## WRITTEN PROBLEM:
Identify each line in the records that contains the word "large" and copy those lines in full. Uppercase and lowercase letters count as different.

## EXCERPTED RECORDS:
··········
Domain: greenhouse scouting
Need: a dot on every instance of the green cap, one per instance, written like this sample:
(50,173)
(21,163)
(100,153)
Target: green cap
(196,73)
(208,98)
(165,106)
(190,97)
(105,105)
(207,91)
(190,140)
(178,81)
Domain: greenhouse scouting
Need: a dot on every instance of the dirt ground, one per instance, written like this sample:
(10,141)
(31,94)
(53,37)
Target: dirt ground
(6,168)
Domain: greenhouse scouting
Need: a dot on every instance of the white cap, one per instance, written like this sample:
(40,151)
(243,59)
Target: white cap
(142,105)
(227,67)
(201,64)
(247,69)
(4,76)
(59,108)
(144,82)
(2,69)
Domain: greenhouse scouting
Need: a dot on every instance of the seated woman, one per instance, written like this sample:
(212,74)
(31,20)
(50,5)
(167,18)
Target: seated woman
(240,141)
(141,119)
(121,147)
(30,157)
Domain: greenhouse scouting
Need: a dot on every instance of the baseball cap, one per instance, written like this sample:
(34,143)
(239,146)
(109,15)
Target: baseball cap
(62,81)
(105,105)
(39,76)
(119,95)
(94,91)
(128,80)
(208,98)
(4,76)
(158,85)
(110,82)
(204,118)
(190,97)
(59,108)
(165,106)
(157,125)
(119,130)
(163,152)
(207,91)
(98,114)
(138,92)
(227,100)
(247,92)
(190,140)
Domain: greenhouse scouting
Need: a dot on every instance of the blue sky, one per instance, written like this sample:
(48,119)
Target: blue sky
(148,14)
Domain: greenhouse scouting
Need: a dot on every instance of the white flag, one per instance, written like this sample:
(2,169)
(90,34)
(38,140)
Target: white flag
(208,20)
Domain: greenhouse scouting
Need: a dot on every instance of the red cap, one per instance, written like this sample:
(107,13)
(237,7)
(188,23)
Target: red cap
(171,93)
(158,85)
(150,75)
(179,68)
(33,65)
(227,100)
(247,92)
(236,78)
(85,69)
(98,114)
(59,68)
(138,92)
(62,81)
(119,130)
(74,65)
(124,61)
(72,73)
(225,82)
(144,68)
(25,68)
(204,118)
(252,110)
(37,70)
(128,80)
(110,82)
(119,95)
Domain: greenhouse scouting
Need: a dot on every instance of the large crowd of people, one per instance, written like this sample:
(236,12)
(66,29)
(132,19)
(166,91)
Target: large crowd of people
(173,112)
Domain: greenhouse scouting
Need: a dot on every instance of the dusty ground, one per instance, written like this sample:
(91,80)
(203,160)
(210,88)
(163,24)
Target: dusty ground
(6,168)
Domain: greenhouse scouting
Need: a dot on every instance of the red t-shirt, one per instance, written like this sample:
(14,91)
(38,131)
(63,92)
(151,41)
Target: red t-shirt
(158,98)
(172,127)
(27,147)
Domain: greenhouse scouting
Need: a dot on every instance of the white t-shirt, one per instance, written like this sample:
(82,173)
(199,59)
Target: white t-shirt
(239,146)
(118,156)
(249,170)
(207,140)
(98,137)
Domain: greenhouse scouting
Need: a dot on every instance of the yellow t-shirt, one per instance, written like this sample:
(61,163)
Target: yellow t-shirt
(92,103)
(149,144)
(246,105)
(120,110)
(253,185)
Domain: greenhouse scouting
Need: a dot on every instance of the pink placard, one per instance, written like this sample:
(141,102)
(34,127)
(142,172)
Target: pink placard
··········
## ANSWER TO THIS TASK:
Need: a dot on every instance of the large crowd of people, one per instance, written like this sample:
Target: large crowd of people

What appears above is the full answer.